— Begin Information given —

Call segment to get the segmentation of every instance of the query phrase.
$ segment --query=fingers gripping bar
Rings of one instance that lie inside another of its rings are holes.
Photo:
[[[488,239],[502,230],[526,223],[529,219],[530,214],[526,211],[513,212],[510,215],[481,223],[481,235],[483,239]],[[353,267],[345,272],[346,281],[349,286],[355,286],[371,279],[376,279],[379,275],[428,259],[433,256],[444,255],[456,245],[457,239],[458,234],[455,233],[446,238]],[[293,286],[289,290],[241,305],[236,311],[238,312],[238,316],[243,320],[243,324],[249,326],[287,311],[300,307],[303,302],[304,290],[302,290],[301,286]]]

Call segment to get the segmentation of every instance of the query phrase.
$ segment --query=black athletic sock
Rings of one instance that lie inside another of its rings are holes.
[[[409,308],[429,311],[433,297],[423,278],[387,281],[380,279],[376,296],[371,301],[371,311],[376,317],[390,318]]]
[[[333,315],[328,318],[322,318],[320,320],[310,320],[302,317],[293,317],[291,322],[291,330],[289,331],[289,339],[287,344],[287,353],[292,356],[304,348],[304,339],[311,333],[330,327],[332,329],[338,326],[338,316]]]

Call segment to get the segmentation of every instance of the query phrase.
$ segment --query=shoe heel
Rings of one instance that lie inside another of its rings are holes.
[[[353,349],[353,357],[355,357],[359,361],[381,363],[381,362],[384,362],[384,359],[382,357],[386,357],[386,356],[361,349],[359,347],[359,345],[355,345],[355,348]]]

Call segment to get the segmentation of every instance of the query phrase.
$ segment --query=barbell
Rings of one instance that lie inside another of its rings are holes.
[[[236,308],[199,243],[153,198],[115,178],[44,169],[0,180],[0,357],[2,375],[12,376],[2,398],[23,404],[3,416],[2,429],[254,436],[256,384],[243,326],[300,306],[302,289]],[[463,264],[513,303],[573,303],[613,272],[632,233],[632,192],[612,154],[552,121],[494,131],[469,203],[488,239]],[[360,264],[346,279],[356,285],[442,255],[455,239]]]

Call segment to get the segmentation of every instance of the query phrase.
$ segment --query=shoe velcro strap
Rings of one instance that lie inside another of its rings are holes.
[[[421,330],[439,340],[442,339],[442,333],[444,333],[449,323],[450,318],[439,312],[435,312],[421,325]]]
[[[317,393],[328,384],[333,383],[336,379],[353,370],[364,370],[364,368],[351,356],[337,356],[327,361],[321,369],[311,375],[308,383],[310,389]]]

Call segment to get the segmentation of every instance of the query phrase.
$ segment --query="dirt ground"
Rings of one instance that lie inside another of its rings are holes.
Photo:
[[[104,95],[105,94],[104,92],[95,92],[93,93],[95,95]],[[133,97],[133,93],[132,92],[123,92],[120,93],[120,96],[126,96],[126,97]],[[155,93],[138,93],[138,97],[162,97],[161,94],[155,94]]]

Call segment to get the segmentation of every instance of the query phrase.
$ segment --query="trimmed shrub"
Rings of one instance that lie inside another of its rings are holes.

— End Information given —

* What you have to do: Show every line above that contains the string "shoe", matching case exactly.

* Written answer:
$ segment --query=shoe heel
$ segment --query=shoe velcro strap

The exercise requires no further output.